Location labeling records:

___

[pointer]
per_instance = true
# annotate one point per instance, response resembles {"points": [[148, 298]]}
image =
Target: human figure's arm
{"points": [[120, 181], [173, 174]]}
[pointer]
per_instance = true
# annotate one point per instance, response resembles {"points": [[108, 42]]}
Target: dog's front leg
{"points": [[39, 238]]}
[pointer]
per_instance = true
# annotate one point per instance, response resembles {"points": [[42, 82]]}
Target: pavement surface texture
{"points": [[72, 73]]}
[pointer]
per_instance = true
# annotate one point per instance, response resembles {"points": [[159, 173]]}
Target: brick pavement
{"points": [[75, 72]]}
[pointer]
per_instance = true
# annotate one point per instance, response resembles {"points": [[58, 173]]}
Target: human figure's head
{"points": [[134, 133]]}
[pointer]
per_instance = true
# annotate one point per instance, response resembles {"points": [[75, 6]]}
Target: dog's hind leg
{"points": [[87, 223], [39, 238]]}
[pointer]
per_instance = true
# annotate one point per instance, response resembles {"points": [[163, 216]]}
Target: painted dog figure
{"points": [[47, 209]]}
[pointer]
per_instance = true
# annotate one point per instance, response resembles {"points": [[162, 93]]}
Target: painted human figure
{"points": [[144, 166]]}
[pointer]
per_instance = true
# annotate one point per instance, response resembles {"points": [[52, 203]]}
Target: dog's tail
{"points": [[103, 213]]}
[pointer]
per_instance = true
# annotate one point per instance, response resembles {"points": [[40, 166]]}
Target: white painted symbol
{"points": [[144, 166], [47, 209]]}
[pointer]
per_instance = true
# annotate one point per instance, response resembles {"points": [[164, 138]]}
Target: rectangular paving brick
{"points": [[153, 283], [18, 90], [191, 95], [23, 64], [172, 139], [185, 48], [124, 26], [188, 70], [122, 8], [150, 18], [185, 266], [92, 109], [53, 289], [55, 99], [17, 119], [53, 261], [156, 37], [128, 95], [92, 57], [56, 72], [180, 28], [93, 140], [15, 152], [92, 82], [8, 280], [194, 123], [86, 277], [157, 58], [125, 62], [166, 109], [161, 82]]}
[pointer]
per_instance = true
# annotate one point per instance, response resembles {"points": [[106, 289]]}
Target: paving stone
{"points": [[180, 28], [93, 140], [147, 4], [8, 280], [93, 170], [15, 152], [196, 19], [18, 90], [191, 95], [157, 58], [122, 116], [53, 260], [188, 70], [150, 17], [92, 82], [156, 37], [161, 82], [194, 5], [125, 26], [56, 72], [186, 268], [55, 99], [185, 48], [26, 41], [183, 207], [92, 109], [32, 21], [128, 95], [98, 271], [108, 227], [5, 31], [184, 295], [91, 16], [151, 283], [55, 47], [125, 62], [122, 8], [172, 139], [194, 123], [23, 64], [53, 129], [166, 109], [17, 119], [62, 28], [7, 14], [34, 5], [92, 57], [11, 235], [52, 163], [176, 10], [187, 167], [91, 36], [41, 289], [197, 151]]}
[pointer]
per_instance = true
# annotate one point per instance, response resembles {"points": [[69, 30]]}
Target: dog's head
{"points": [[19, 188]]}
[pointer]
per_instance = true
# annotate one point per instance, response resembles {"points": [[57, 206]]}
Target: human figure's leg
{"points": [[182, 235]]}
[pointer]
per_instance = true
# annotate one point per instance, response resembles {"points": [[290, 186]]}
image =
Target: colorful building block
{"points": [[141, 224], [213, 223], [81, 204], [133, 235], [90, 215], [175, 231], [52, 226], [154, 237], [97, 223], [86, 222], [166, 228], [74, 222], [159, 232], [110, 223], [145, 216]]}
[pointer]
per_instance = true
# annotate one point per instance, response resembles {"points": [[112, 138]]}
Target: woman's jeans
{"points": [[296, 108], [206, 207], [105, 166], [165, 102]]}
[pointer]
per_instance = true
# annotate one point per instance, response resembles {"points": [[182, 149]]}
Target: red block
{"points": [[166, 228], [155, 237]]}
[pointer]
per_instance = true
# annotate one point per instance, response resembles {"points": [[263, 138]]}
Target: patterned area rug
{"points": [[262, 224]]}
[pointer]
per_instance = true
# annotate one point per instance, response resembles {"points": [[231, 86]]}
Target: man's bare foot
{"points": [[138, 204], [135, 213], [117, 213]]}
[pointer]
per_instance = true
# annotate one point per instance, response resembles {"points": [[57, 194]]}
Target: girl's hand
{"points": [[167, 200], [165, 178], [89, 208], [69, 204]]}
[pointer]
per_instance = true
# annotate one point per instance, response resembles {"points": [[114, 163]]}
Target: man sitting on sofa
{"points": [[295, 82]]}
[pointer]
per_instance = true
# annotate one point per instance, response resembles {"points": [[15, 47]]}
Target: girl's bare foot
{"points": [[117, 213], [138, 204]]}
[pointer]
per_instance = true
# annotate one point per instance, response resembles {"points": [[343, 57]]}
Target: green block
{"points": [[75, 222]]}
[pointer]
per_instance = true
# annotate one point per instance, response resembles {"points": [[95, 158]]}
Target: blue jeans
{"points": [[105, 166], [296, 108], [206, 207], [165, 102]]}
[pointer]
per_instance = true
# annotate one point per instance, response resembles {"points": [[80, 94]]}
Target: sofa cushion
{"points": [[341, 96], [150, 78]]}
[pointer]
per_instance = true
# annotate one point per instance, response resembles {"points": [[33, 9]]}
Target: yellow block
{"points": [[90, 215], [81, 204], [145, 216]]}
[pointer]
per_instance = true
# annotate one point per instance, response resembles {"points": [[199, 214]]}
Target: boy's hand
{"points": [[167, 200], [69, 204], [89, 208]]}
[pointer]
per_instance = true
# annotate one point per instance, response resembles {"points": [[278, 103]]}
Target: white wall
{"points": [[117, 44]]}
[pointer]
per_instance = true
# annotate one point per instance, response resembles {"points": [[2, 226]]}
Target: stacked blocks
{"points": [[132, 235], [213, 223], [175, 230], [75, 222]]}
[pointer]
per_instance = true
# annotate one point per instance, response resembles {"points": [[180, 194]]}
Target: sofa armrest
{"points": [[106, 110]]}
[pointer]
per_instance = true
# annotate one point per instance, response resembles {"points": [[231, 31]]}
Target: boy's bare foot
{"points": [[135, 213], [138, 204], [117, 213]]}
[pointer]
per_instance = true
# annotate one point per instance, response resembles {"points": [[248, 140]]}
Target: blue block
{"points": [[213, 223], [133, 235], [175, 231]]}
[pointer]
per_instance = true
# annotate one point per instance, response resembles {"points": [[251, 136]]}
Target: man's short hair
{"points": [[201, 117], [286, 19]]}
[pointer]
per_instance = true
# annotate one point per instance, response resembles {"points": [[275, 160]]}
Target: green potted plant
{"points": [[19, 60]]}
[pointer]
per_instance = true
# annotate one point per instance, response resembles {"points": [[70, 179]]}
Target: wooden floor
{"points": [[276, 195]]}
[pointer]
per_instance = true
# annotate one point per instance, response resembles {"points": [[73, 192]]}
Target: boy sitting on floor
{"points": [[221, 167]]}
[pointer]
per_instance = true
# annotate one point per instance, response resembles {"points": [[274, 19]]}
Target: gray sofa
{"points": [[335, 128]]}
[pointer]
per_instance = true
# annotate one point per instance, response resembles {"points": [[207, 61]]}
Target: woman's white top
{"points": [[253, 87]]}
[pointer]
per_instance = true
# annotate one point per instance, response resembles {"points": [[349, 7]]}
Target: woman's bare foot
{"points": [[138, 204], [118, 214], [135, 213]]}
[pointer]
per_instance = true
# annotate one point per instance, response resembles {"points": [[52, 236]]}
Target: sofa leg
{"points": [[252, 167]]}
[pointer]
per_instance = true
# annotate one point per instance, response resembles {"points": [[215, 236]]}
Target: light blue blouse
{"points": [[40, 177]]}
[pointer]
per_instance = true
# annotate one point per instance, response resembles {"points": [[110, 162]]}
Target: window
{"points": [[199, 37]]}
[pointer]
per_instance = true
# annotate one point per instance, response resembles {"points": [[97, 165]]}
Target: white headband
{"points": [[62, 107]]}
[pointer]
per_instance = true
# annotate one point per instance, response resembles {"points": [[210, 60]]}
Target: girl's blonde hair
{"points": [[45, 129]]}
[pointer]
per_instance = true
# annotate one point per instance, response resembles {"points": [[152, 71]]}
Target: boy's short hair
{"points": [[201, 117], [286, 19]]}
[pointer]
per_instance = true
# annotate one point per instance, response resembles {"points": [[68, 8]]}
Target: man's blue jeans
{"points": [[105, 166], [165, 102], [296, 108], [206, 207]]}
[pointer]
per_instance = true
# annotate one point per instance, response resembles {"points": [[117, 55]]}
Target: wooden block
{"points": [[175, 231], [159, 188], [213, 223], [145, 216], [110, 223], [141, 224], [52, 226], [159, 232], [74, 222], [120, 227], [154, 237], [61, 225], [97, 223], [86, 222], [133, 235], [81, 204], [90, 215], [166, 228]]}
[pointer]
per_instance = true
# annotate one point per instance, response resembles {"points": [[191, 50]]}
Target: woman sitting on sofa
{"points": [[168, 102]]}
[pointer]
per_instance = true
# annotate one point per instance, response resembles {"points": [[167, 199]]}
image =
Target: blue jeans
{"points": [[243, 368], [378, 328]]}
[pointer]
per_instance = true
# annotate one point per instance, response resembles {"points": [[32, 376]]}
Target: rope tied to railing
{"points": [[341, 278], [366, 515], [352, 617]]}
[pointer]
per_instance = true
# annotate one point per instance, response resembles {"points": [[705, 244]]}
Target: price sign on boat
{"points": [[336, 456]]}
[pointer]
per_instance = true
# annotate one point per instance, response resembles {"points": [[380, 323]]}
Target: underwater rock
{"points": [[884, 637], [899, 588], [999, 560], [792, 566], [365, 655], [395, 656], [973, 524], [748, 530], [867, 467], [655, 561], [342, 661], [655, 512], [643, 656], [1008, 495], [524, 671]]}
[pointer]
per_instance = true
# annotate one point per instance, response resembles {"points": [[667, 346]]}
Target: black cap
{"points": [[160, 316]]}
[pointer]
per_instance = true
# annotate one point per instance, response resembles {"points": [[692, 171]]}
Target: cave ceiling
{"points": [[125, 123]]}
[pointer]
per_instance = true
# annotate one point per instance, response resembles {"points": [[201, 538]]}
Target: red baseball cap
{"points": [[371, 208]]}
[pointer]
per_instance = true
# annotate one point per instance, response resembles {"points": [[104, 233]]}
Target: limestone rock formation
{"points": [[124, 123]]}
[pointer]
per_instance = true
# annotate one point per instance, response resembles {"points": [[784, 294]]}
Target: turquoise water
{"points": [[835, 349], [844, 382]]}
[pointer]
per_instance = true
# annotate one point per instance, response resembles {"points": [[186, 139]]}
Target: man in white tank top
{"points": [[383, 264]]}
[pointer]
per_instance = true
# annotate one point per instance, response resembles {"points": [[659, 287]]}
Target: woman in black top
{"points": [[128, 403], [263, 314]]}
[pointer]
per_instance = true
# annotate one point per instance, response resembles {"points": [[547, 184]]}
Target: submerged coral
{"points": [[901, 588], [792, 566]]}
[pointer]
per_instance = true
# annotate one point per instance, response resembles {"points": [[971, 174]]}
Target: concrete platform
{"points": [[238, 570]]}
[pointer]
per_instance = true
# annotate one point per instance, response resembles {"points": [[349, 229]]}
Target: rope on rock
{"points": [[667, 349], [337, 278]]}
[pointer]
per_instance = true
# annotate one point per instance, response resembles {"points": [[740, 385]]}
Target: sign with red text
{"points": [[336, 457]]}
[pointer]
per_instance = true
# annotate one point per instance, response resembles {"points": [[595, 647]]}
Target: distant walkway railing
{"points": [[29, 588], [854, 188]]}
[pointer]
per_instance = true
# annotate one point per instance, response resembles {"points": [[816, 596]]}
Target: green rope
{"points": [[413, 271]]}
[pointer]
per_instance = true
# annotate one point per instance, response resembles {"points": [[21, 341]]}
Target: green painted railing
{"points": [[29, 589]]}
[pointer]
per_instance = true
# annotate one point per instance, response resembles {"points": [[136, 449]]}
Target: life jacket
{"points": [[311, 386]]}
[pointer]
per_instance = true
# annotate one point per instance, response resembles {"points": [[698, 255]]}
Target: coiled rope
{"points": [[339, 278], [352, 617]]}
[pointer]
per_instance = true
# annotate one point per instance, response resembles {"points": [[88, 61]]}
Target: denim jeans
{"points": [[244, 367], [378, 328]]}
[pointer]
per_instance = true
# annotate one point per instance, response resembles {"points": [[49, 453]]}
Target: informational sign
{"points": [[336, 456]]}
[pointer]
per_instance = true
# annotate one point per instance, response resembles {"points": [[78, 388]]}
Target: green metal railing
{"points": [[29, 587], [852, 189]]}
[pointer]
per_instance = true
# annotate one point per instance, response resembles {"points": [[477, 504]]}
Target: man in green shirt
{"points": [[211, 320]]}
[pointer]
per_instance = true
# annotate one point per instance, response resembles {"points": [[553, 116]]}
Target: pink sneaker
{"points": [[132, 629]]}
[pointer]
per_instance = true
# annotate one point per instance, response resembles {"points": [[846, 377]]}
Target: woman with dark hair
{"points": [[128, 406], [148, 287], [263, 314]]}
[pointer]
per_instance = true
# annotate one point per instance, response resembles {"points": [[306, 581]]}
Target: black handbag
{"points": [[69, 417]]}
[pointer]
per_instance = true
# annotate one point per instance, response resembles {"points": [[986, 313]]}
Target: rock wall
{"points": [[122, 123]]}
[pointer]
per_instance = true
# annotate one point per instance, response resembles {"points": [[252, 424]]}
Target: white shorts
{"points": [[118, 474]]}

___

Given instruction: Keep only the lines of the records above that contain the word "girl", and copy each of them out.

Answer to the task:
Target: girl's hand
Target: girl's bare foot
Target: girl's blonde hair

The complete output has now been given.